▸ MATERIAL FOR THE TASK
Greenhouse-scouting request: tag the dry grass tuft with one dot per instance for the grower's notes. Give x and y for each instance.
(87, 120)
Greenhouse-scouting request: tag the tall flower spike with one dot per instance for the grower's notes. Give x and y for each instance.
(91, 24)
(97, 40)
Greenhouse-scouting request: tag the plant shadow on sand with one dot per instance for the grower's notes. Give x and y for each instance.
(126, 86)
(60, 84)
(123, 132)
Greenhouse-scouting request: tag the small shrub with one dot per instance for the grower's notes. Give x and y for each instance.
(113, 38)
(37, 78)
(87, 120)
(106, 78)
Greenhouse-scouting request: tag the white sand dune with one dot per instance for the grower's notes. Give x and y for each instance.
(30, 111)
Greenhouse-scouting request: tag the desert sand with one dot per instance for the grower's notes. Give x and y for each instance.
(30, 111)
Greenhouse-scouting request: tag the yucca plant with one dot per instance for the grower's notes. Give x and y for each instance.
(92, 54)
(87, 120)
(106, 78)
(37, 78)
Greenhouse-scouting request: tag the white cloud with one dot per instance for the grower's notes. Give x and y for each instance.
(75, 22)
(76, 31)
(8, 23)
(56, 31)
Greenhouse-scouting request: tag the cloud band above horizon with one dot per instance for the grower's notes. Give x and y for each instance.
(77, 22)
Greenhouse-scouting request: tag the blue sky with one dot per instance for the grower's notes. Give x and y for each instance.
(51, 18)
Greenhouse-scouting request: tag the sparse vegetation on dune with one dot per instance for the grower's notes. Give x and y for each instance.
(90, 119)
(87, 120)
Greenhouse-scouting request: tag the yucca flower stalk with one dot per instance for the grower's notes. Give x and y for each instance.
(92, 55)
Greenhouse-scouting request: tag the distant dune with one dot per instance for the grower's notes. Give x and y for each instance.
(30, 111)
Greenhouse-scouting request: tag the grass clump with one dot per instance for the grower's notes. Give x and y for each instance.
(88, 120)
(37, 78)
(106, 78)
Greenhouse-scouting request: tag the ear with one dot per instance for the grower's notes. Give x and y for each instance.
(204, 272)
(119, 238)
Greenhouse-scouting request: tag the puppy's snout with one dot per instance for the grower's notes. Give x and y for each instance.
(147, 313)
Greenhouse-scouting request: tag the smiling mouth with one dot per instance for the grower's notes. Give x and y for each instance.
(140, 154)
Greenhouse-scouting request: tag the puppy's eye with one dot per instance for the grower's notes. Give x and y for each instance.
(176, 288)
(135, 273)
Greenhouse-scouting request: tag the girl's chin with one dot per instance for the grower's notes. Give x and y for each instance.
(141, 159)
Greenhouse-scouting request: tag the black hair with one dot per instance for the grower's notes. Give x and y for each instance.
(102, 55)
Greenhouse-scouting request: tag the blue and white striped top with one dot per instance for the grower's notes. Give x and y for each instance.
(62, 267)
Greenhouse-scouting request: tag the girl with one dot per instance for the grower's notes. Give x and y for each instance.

▸ WHAT IS EXPECTED
The required output is the complete set of records, reproduced exactly.

▸ EXERCISE SOLUTION
Greenhouse-scouting request: tag the dry grass tuft with one dot per instance for the grower's notes. Give x and y for each instance.
(87, 120)
Greenhouse-scouting request: tag the tall flower spike with one dot per instance for the grower's notes. Give x and y for each instance.
(91, 24)
(97, 40)
Greenhouse-scouting request: tag the plant shadow on sand with one dot per instance for the grower's notes. Give x and y for each instance.
(126, 86)
(60, 84)
(123, 132)
Greenhouse-scouting request: tag the small shrub with one dot per instance for the grower's notes. Give x and y for each instance.
(113, 38)
(37, 78)
(87, 120)
(106, 78)
Greenhouse-scouting request: tag the white sand dune with one dot per instance for the grower's notes. Give x and y for each instance.
(30, 111)
Greenhouse-scouting request: tag the desert sand with one dot per instance for the grower's notes. Give x and y for each instance.
(30, 111)
Greenhouse-scouting request: tag the yucca plant with one dot per instance for the grower's notes. Give x and y for each instance.
(92, 54)
(87, 120)
(106, 78)
(37, 78)
Greenhouse-scouting request: tag the white cloud with one dot per instance for the grower's notes. Give x and y for each instance.
(75, 22)
(76, 31)
(8, 23)
(56, 31)
Greenhouse-scouting request: tag the cloud band above horizon with one dot per instance for the grower's notes. Give x and y for each instance.
(77, 22)
Greenhouse-scouting request: tag the blue sky with one dot per instance for the grower's notes. Give x and y for each instance.
(51, 18)
Greenhouse-scouting request: tag the sparse vegetation on dune with one dot per instance for the grower's notes. Give x and y for each instance.
(90, 119)
(87, 120)
Greenhouse-scouting request: tag the yucca flower stalk with one dot per instance for the grower's notes. Give x and y for each instance.
(92, 55)
Greenhouse-scouting request: tag the distant dune with one dot per instance for the grower's notes. Give x and y for each instance.
(30, 111)
Greenhouse-scouting request: tag the grass clump with one dot per instance for the grower's notes. Give x and y for each instance.
(88, 120)
(37, 78)
(106, 78)
Greenhouse-scouting request: tag the ear with one dot per instance for the grower's notes. Give x and y for each instance.
(204, 272)
(119, 238)
Greenhouse-scouting request: tag the puppy's snout with one dot per instance for the grower's notes. Give x and y for each instance.
(147, 313)
Greenhouse-scouting request: tag the smiling mouth with one dot per instance for the grower's notes. Give x and y for each instance.
(140, 154)
Greenhouse-scouting request: tag the puppy's eye with one dot per instance for the grower's notes. Give x and y for each instance.
(176, 288)
(135, 273)
Greenhouse-scouting request: tag the girl's chin with one dot per instance for the grower's notes. Give x and y for each instance.
(141, 159)
Greenhouse-scouting request: tag the black hair with one dot per instance for the grower's notes. Give x and y for each instance.
(102, 55)
Greenhouse-scouting request: tag the blue and white striped top with one dot per instance for the grower's notes. Give x and y for each instance.
(62, 267)
Greenhouse-scouting request: tag the girl with one dot per instance for the grower's notes. Give x and y for each instance.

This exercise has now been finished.